- [記事]
* * * * * * *

先生達が『あらゆる学びを創造的にデザインする:小学校編』という冊子を自ら作って無料で公開

これまで、数多くの学校を取材してきたが、iPadを上手く活用できている学校では、本当に『知の革命』『学習の革命』と言ってもいい出来事が起こっている。

対して、一方では、規制でがんじがらめで、ICTデバイスを何も活用できていない学校や、ワードの使い方、エクセルの使い方……といった、パソコン教室のようなことしかできていない学校もある。

ご存知のように、iPadは『知性とクリエイティブの板』だ。

普通に使えば、子供たちのクリエイティビティを拡大し、好奇心を刺激し、どんどん出来ることが広がっていく。大人が想像以上のものを作り出してくれるし、思っている以上の知識を得て、仲間達と協業する方法を知り、試行錯誤して自分の意見を構築し、それを発表する喜びを育ててくれる。

先生が、下手な指導をしなければ。

しかし、当然のことながら、多くの先生方はICTの専門家ではない。中にはこれまでiPadを使ったことがない……というような人もいるだろう。そんな先生が、子供たちにICTデバイスを使わせなければならない……となると、不安に感じたり、悩んだりするのも当然だ。

そこで、すでにiPadを教育に活用し、大きな成功の実感を得ているADE(Apple Distinguished Educator——Appleが認めた先進的な教育者)の先生方が、これまで自分たちが行って良い実感を得たカリキュラムを紹介する電子書籍を作成し、無料で公開した。

あらゆる学びを創造的にデザインする:小学校編
https://apple.co/3sVH7QK
(無料。Apple BooksはiPad、iPhone、Macなどで開くことができる電子書籍です)
制作したのは、ADEの先生で、岳野公人先生(写真左:滋賀大学教育学部教授、今回のプロジェクトの全体のリーダー)、外山宏行先生(写真右上:近畿大学附属小学校教諭、小学校高学年算数の事例執筆者)、金本竜一先生(写真右下:関西大学初等部教諭、小学校低学年国語の事例執筆者)、

デジタルデバイスに慣れていない大人は、つい「iPadの使い方」を教えようとしたり、余計な動画を見ないように制限をかけようとかしてしまうが(それもできなくはないが)、そうではない。「子供たちの興味、クリエイティビティを引き出すために何をするか?」というテーマがあって、そこに、たまたまiPadという便利なツールがあるのだ。

(外山先生の発表資料から)

* * * * * * *

- [記述課題 1]
記事のうち、「先生達が『あらゆる学びを創造」という語句を含む箇所で始まり「発表する喜びを育ててくれる。」で終わる部分を、一字一句変えずに書き写してください。

* * * * * * *

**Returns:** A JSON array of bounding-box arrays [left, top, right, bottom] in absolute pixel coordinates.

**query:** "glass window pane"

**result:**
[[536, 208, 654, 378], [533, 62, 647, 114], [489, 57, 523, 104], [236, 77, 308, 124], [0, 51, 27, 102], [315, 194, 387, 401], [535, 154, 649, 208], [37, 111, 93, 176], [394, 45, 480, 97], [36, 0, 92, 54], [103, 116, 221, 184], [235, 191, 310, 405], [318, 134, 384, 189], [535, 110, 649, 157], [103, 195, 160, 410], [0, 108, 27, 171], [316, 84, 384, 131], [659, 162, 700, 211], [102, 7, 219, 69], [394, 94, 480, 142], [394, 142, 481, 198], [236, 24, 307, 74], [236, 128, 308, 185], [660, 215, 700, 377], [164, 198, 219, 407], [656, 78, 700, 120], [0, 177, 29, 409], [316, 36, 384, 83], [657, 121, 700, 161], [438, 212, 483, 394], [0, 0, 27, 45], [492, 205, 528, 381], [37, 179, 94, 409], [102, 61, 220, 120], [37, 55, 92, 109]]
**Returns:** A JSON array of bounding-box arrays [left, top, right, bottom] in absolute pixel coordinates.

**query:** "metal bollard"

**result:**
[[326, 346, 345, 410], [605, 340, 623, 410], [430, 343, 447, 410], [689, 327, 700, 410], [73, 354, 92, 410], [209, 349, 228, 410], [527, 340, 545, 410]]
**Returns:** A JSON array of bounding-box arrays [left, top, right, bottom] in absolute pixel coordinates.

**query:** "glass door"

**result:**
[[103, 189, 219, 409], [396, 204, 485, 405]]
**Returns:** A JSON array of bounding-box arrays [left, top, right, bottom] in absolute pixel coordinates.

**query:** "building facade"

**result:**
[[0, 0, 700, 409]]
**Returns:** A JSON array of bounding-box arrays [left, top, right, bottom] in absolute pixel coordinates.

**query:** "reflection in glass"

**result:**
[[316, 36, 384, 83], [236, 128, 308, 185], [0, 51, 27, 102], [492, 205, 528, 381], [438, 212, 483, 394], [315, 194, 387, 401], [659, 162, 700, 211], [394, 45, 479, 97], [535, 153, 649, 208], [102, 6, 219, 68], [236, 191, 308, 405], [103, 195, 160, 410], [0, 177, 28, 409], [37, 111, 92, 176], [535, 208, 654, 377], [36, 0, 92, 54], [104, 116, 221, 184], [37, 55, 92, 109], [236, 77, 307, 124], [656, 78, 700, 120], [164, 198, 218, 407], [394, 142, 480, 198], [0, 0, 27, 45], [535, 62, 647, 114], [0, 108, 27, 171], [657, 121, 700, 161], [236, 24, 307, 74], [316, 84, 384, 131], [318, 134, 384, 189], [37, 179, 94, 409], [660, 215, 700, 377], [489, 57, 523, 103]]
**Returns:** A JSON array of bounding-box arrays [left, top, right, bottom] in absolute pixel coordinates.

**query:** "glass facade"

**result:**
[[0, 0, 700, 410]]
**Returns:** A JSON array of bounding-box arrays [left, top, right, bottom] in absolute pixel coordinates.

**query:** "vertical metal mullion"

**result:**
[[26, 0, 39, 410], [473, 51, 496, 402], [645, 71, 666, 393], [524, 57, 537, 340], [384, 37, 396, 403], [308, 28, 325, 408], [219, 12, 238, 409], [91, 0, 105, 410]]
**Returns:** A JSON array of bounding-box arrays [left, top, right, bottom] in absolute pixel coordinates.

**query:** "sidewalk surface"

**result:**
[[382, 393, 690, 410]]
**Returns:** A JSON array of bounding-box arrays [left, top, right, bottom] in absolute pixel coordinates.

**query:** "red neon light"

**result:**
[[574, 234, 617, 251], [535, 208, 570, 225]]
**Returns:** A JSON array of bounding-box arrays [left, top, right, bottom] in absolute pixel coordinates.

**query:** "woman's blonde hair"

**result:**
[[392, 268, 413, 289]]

* * * * * * *

- [記述課題 2]
エントリの最初の行から「[[0, 0, 700, 409]]」を含む行までを、両端の行も含めて一字一句そのまま複製してください。

- [最終解答 1]
先生達が『あらゆる学びを創造的にデザインする:小学校編』という冊子を自ら作って無料で公開

これまで、数多くの学校を取材してきたが、iPadを上手く活用できている学校では、本当に『知の革命』『学習の革命』と言ってもいい出来事が起こっている。

対して、一方では、規制でがんじがらめで、ICTデバイスを何も活用できていない学校や、ワードの使い方、エクセルの使い方……といった、パソコン教室のようなことしかできていない学校もある。

ご存知のように、iPadは『知性とクリエイティブの板』だ。

普通に使えば、子供たちのクリエイティビティを拡大し、好奇心を刺激し、どんどん出来ることが広がっていく。大人が想像以上のものを作り出してくれるし、思っている以上の知識を得て、仲間達と協業する方法を知り、試行錯誤して自分の意見を構築し、それを発表する喜びを育ててくれる。

- [最終解答 2]
**Returns:** A JSON array of bounding-box arrays [left, top, right, bottom] in absolute pixel coordinates.

**query:** "glass window pane"

**result:**
[[536, 208, 654, 378], [533, 62, 647, 114], [489, 57, 523, 104], [236, 77, 308, 124], [0, 51, 27, 102], [315, 194, 387, 401], [535, 154, 649, 208], [37, 111, 93, 176], [394, 45, 480, 97], [36, 0, 92, 54], [103, 116, 221, 184], [235, 191, 310, 405], [318, 134, 384, 189], [535, 110, 649, 157], [103, 195, 160, 410], [0, 108, 27, 171], [316, 84, 384, 131], [659, 162, 700, 211], [102, 7, 219, 69], [394, 94, 480, 142], [394, 142, 481, 198], [236, 24, 307, 74], [236, 128, 308, 185], [660, 215, 700, 377], [164, 198, 219, 407], [656, 78, 700, 120], [0, 177, 29, 409], [316, 36, 384, 83], [657, 121, 700, 161], [438, 212, 483, 394], [0, 0, 27, 45], [492, 205, 528, 381], [37, 179, 94, 409], [102, 61, 220, 120], [37, 55, 92, 109]]
**Returns:** A JSON array of bounding-box arrays [left, top, right, bottom] in absolute pixel coordinates.

**query:** "metal bollard"

**result:**
[[326, 346, 345, 410], [605, 340, 623, 410], [430, 343, 447, 410], [689, 327, 700, 410], [73, 354, 92, 410], [209, 349, 228, 410], [527, 340, 545, 410]]
**Returns:** A JSON array of bounding-box arrays [left, top, right, bottom] in absolute pixel coordinates.

**query:** "glass door"

**result:**
[[103, 189, 219, 409], [396, 204, 485, 405]]
**Returns:** A JSON array of bounding-box arrays [left, top, right, bottom] in absolute pixel coordinates.

**query:** "building facade"

**result:**
[[0, 0, 700, 409]]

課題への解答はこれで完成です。